■ **Task requirements**: Rewrite the records below, replacing each "every instance" with "all instances" and leaving everything else unchanged.

[Mask labeling examples]
+ + + +
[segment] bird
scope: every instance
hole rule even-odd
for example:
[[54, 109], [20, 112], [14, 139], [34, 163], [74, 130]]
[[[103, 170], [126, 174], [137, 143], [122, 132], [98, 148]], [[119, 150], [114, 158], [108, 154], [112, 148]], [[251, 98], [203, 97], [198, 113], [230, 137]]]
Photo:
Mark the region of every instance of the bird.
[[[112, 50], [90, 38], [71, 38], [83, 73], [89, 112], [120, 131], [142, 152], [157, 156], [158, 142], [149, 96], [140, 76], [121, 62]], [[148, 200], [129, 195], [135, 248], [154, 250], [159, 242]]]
+ + + +
■ **Solution**:
[segment] bird
scope: all instances
hole rule even-odd
for example:
[[54, 109], [20, 112], [14, 139], [34, 163], [74, 130]]
[[[103, 170], [126, 174], [137, 143], [122, 132], [98, 148]], [[119, 150], [114, 158], [108, 154], [112, 148]], [[251, 98], [203, 97], [198, 113], [230, 137]]]
Photo:
Mark the region of all instances of the bird.
[[[112, 50], [90, 38], [71, 38], [83, 73], [89, 112], [120, 131], [142, 152], [157, 156], [158, 142], [149, 96], [140, 76], [121, 62]], [[148, 200], [129, 195], [135, 248], [154, 250], [159, 242]]]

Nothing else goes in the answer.